#### Verilen görevler
**a.** Belge alıntısında mektubu imzalayanlar arasında bulunduğu söylenen meslekleri sıralayın.
**b.** Belge alıntısına göre Osmanlı Devleti Ahıska bölgesindeki arazileri hangi devletle savaşarak kendi idaresi altına almıştır?
**c.** Belge alıntısındaki metni "Çarlık rejiminin Gürcistan" ifadesinden "yine Gürcüler olmuştur." ifadesine kadar hiçbir değişiklik yapmadan kopyalayın.

#### Belge alıntısı
Mektubu imzalamış aydınlar hakkında Sovyet ve Rus ansiklopedilerinden bilgiler edindik ve 1970’li yıllarda Gürcü kültürü ve sanatını temsil eden bütün ağır topların mektubu imzalamış olduklarını gördük. İlginçtir ki bunların arasında şair, heykelci, besteci, ressam, tiyatrocu bile var. Bunların Mesh konusunda ahkam kesmelerine, insan gerçekten hayret etmektedir. ‘Mesh kökenli Müslüman Gürcü olan nüfus’ derken mektubu imzalayanların neyi kastettiklerini anlamak imkânsızdır. Bir heykel sanatçısı, 16. yüzyıl olaylarına ışık tutmaya kalkışırsa, olacağı budur ve ona kalsa Madonna da Urartu tarihi hakkında tez üretebilir. Bu açıdan Cavak kökenli Müslüman Ermeni/Hemşinli gibi ucube de uydurulabilirdi. Üstelik ısrarla Türk mezalimi ve Türkleştirmeden bahsederken bu aydınlar, bölgenin 16. yüzyılda Türkler tarafından işgal edildiğini belirtmektedirler. İyi de hangi Türkler? Ahıska bölgesinde zaten Ortodoks Kıpçak Türkler oturmaktaydılar ve bu topraklar, Osmanlıların gelişinden önce de Türklerin elindeydi. Osmanlı Devleti, bu arazileri Gürcülerden değil, bir başka Türk devleti olan İran Safevi Devleti’yle savaşarak kendi idaresi altına almıştır.
Çarlık rejiminin Gürcistan politikasına ve Gürcüce’yi yasaklamasına gelince, mektubu yazanlar, Rusya’ya boşuna iftira atmaktadırlar. Çünkü Gürcü dili ve kültürü, sadece Çarlık rejimi sayesinde gelişebilmiş ve modern Gürcü ulusu ortaya çıkabilmiştir. Çarlık rejiminin Kafkasya’ya hakim olması için en fazla çaba harcayan da yine Gürcüler olmuştur.

#### Sağlanan bilgiler
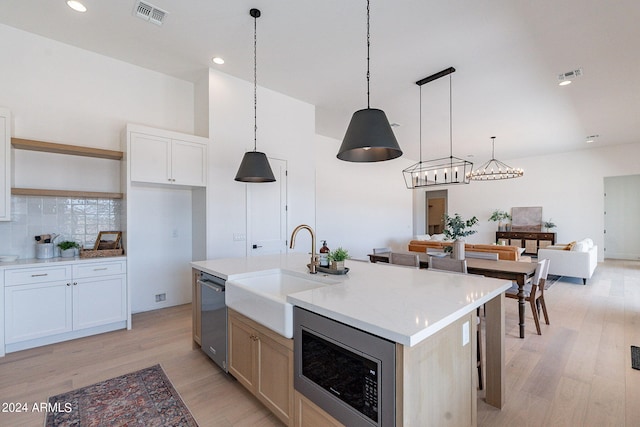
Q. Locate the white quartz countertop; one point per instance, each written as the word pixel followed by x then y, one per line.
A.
pixel 401 304
pixel 35 262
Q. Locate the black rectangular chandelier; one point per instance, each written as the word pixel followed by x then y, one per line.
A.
pixel 443 171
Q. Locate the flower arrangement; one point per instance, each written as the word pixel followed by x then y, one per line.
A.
pixel 455 226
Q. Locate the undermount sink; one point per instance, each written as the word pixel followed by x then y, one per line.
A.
pixel 263 297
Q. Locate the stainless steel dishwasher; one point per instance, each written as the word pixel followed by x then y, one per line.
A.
pixel 214 318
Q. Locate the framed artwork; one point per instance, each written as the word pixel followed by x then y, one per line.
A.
pixel 108 240
pixel 526 219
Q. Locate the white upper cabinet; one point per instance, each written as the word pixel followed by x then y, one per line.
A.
pixel 5 165
pixel 159 159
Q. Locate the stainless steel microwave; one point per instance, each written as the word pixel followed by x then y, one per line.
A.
pixel 347 372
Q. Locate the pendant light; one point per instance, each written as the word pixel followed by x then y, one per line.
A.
pixel 494 169
pixel 444 171
pixel 369 137
pixel 255 165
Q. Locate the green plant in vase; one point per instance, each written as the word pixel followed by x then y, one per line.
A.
pixel 337 257
pixel 499 216
pixel 548 225
pixel 455 227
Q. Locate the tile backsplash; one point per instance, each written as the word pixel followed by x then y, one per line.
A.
pixel 75 219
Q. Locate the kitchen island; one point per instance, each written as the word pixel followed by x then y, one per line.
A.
pixel 431 316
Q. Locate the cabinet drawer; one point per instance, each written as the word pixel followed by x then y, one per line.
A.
pixel 21 276
pixel 95 269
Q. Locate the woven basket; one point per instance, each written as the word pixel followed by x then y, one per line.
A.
pixel 90 253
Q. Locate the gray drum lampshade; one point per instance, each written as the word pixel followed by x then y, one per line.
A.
pixel 255 168
pixel 369 138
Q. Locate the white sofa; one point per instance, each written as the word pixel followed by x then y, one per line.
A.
pixel 577 259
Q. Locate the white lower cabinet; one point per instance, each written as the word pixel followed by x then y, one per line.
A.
pixel 37 310
pixel 48 304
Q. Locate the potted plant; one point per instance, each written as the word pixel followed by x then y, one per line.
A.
pixel 454 229
pixel 548 225
pixel 68 248
pixel 337 258
pixel 499 215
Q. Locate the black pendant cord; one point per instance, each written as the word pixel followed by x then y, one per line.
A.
pixel 493 148
pixel 420 127
pixel 368 55
pixel 255 80
pixel 450 120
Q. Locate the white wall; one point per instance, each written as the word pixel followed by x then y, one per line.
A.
pixel 568 186
pixel 285 131
pixel 361 205
pixel 60 93
pixel 63 94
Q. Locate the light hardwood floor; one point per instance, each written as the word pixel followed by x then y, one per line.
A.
pixel 577 373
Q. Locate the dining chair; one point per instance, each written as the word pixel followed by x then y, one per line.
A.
pixel 381 250
pixel 448 264
pixel 411 260
pixel 534 293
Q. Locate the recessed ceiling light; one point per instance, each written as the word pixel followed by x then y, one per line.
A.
pixel 76 5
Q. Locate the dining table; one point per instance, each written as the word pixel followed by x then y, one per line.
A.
pixel 516 271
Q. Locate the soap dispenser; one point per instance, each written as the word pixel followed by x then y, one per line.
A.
pixel 324 255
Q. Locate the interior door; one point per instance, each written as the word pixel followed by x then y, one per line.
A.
pixel 621 213
pixel 267 213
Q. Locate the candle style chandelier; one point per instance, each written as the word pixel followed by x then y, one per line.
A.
pixel 495 169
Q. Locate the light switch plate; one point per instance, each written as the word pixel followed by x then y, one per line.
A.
pixel 465 333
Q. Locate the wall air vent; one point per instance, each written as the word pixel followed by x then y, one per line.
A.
pixel 149 12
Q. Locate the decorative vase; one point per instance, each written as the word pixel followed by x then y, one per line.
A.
pixel 458 249
pixel 337 265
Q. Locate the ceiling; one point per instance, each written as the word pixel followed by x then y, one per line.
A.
pixel 507 53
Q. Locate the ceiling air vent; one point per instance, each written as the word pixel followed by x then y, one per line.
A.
pixel 570 75
pixel 149 12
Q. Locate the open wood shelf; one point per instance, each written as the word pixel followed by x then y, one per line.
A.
pixel 74 150
pixel 65 193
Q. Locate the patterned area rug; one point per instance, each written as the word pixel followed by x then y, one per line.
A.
pixel 142 398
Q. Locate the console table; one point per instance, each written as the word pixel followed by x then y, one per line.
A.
pixel 531 241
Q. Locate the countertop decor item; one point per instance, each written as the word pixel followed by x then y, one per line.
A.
pixel 443 171
pixel 494 169
pixel 68 249
pixel 369 137
pixel 337 258
pixel 255 165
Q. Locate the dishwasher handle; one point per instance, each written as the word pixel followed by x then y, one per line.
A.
pixel 216 287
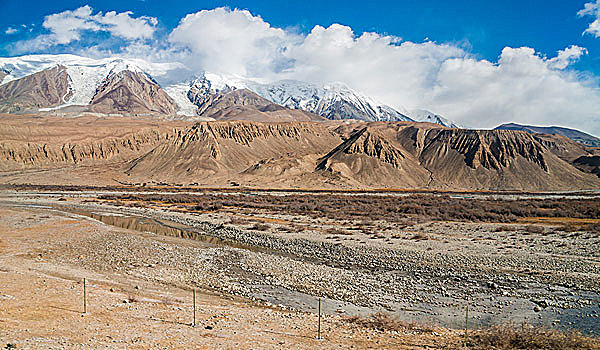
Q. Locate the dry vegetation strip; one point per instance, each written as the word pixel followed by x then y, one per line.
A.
pixel 381 207
pixel 510 336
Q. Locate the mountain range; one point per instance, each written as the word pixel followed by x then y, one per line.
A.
pixel 575 135
pixel 120 86
pixel 134 122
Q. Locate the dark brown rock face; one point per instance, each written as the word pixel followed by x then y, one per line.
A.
pixel 132 93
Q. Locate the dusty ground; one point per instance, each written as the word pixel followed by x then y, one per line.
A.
pixel 41 298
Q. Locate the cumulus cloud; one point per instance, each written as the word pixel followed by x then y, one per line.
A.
pixel 69 26
pixel 235 42
pixel 522 85
pixel 592 9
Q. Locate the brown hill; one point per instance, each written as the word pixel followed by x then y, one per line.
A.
pixel 47 88
pixel 132 93
pixel 227 150
pixel 368 158
pixel 290 154
pixel 590 164
pixel 38 143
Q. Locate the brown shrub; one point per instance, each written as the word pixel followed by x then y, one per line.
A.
pixel 534 229
pixel 416 208
pixel 525 336
pixel 504 228
pixel 260 227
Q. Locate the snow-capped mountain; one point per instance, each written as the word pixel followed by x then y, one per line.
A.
pixel 332 101
pixel 85 76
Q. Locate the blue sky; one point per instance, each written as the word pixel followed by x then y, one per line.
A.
pixel 479 63
pixel 484 27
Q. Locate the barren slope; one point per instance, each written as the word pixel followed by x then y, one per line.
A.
pixel 132 92
pixel 288 154
pixel 212 150
pixel 34 143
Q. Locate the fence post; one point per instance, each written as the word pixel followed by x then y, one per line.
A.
pixel 194 323
pixel 467 325
pixel 319 329
pixel 84 297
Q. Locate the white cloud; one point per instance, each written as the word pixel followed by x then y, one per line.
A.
pixel 592 9
pixel 522 86
pixel 228 41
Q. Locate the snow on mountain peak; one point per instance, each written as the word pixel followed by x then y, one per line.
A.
pixel 333 100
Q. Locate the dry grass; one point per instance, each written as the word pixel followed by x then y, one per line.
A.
pixel 385 322
pixel 527 337
pixel 370 208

#### Görev yanıtları
**a.** Şair, heykelci, besteci, ressam, tiyatrocu.

**b.** İran Safevi Devleti ile savaşarak.

**c.**
Çarlık rejiminin Gürcistan politikasına ve Gürcüce’yi yasaklamasına gelince, mektubu yazanlar, Rusya’ya boşuna iftira atmaktadırlar. Çünkü Gürcü dili ve kültürü, sadece Çarlık rejimi sayesinde gelişebilmiş ve modern Gürcü ulusu ortaya çıkabilmiştir. Çarlık rejiminin Kafkasya’ya hakim olması için en fazla çaba harcayan da yine Gürcüler olmuştur.